## Complete the following:
1. Write out the part of the passage on use cases and the case study that opens with the words containing "The case study simulates" and closes with "the same features.".
2. According to the passage on use cases and the case study, what kind of system does Cloud 1 fully rely on?

## Passage for review:
- Opening Delimiter -

The paper outline is as follows. Section  2 presents the use cases of our approach and discusses the case study. The dataspace and the basic concepts are formalized in Sect.  3. Then, we present the formulation of the execution plan in Sect.  4 and discuss the experimental evaluation in Sect.  5. After discussing the related work in Sect.  6, we draw the conclusions and discuss future work in Sect.  7.

2 Use cases & case study

The approach proposed in this work can be applied in different practical contexts which, as mentioned in the introduction, refer to data virtualization systems for data analysis. Below we describe two more specific contexts that emerged during our interaction with Denodo [ 3], one of the market-leading tools on this subject.
• Multi-cloud architecture: this context combines different storage technologies and resources from multiple cloud platforms [ 12]. It allows application providers to manage the risks associated with technology, vendor lock-in, provider reliability, data security, and privacy thus, it is an increasingly popular tactic for designing the storage tier of cloud-based applications [ 13]. The multi-cloud architecture and related frameworks (e.g., data fabric) accelerate digital transformation since they enable the exploitation of data spread across different providers and architectures, all the while overcoming data silos through data virtualization. Multi-cloud architectures are a panacea in presence of many company branches. For example, consider a holding or a federation of companies (e.g., hospitals in the health sector). In this case, a lot of data is shared between the branches, but each branch is free to choose its own storage provider (either on cloud or on-premise), data model, and schema. To keep it simple, let us consider the case of ICD-9-CM (International Classification of Diseases) [ 14], which is often used in OLAP analysis in the healthcare domain. ICD-9-CM changes some of its attributes and values across the years; thus, depending on the ICD-9-CM version adopted by each branch, data overlapping and schema heterogeneity must be resolved when cross-queries are issued over the branches’ databases. Furthermore, every hospital or local health unit can store such data in different data models and schemas, depending on the adopted software.
The use cases above are characterized by (1) multiple data models, (2) heterogeneous schemas, and (3) overlapping instances. This proves the relevance of the discussed issue, which will further increase with the progressive diffusion of data virtualization architectures.
To analyze the three characterizing features we rely on a variation of Unibench [ 15], i.e., a benchmark dataset for multi-model databases based on an e-commerce application, which stores details about products ordered and bought by customers. A conceptual view of the use case is shown in Fig.  2 through an ER diagram. The case study is perfectly suited for GPSJ queries since it models events (e.g., Orderline and Order), KPIs or measures (e.g., quantity and Price), and grouping/classification attributes (e.g., Product and Customer).
The case study simulates the multi-cloud architecture, where different branches of the same holding basically store the same data but rely on different storage systems. Figure  3 shows the physical implementation. $$C_1$$ to $$C_7$$ represent the collections of data, while the “:” notation is used to indicate the granularity of the data in the collection (notice that the document-based database contains a single collection which uses nested structures to embed orders within customers, and order lines within orders). While Cloud 1 fully relies on a relational DBMS, Cloud 2 satisfies a need of supporting data variety by relying on NoSQL systems; also notice that Cloud 2 additionally stores orders’ invoices. With respect to the aforementioned use cases, our case study is characterized by the same features.

- Closing Delimiter -

## Source material:
- Opening Delimiter -

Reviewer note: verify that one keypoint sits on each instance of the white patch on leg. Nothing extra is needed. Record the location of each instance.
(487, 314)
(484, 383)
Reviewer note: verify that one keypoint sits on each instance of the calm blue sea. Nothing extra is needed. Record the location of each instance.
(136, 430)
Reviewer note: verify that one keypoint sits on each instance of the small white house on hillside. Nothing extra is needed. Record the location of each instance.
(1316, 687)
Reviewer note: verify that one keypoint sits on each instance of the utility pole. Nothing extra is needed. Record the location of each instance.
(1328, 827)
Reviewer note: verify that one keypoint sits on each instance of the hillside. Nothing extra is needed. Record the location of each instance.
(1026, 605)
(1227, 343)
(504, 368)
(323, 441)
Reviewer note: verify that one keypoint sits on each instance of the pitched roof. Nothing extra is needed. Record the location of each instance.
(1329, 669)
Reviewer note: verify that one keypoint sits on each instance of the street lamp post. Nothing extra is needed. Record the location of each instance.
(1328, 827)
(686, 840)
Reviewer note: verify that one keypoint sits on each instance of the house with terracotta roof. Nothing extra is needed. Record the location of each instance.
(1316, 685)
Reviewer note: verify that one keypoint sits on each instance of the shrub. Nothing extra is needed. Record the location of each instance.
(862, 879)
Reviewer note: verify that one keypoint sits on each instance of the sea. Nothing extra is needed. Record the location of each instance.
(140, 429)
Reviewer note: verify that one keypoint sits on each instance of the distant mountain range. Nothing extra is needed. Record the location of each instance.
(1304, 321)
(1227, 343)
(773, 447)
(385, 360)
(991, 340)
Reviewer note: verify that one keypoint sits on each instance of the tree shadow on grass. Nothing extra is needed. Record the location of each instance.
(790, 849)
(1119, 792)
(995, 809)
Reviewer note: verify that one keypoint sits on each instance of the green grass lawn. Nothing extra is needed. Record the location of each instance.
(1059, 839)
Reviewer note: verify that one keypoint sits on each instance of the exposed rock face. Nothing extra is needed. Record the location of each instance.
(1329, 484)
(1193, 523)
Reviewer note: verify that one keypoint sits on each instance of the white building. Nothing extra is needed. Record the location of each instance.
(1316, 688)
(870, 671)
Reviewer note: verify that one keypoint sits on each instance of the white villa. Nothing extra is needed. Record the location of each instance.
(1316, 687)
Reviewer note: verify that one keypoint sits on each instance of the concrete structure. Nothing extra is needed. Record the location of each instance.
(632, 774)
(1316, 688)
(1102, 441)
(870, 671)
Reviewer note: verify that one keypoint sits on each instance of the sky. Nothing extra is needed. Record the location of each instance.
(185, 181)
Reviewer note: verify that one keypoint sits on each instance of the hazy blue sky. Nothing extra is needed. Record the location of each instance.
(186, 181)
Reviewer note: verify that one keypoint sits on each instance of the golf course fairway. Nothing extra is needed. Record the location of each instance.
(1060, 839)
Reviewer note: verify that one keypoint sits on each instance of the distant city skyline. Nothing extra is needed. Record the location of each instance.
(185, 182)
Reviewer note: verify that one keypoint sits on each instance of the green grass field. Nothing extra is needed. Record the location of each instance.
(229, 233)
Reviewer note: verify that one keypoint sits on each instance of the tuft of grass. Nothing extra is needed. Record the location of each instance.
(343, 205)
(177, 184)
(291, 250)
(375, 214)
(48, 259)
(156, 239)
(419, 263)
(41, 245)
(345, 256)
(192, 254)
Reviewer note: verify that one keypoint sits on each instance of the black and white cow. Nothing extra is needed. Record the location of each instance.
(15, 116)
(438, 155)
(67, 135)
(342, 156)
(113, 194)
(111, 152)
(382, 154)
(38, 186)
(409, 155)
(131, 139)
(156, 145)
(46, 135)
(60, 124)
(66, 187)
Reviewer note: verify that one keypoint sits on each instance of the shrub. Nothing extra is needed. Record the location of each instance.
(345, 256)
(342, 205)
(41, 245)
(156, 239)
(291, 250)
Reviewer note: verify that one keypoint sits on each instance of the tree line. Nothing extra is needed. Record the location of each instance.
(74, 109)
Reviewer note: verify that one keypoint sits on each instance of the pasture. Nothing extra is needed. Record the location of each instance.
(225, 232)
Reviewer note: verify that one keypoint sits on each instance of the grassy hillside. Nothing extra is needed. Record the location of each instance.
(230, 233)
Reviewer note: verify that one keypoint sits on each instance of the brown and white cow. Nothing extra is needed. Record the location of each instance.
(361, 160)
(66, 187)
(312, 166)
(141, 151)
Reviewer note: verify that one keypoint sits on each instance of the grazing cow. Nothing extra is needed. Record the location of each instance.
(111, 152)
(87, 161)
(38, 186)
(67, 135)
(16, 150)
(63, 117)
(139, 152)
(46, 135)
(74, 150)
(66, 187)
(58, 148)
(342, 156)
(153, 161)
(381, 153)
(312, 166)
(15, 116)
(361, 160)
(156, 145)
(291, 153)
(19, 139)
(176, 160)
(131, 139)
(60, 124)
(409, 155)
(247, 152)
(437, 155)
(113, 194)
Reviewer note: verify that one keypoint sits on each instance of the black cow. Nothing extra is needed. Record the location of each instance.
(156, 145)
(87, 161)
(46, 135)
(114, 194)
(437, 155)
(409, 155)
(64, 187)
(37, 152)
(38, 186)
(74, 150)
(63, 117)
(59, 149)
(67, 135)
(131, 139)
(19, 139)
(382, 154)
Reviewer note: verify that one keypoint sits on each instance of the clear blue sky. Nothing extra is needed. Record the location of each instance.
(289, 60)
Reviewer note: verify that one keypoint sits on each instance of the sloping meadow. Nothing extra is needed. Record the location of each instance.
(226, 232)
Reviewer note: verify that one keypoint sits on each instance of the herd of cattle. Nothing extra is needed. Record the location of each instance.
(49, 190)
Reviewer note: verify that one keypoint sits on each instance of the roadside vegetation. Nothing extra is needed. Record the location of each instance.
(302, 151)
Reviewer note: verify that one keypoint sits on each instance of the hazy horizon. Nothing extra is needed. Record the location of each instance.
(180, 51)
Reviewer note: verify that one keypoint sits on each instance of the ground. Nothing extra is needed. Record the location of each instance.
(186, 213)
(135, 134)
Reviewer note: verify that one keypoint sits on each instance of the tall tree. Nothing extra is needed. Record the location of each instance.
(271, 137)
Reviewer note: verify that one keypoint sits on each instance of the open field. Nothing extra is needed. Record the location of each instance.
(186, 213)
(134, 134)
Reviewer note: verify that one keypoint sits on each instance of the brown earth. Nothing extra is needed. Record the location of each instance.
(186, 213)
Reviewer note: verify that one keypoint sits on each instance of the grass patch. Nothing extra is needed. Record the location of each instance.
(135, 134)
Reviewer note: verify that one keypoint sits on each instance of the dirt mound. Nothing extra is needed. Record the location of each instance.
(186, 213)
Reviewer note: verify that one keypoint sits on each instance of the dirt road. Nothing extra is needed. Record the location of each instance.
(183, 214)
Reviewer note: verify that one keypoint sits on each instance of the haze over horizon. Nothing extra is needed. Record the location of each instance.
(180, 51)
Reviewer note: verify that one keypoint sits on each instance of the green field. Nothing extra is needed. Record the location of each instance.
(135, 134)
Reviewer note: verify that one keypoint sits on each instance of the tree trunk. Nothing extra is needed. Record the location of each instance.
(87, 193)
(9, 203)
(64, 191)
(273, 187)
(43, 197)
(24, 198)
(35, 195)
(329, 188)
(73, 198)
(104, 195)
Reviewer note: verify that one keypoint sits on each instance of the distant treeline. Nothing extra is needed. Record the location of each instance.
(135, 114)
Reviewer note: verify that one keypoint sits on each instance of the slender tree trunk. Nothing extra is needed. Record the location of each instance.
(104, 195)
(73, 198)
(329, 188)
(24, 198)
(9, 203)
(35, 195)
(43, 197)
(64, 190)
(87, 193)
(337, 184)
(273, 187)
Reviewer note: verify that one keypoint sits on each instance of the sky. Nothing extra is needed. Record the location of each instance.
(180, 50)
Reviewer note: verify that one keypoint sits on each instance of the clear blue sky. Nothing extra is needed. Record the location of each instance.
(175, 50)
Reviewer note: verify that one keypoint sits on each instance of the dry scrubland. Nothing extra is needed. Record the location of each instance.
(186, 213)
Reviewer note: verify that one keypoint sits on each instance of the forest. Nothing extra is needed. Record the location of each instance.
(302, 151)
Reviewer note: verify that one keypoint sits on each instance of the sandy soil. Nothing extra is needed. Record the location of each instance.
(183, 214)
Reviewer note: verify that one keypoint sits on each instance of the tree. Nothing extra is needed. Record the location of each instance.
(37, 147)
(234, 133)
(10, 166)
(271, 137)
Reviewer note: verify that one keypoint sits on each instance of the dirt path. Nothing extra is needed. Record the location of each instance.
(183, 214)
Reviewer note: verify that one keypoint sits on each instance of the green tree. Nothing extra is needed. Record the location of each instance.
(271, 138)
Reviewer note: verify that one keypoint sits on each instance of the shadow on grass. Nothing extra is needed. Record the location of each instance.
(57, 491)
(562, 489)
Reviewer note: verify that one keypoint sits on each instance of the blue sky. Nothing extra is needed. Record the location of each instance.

- Closing Delimiter -

## List of solutions:
1.
The case study simulates the multi-cloud architecture, where different branches of the same holding basically store the same data but rely on different storage systems. Figure  3 shows the physical implementation. $$C_1$$ to $$C_7$$ represent the collections of data, while the “:” notation is used to indicate the granularity of the data in the collection (notice that the document-based database contains a single collection which uses nested structures to embed orders within customers, and order lines within orders). While Cloud 1 fully relies on a relational DBMS, Cloud 2 satisfies a need of supporting data variety by relying on NoSQL systems; also notice that Cloud 2 additionally stores orders’ invoices. With respect to the aforementioned use cases, our case study is characterized by the same features.

2. Cloud 1 fully relies on a relational DBMS.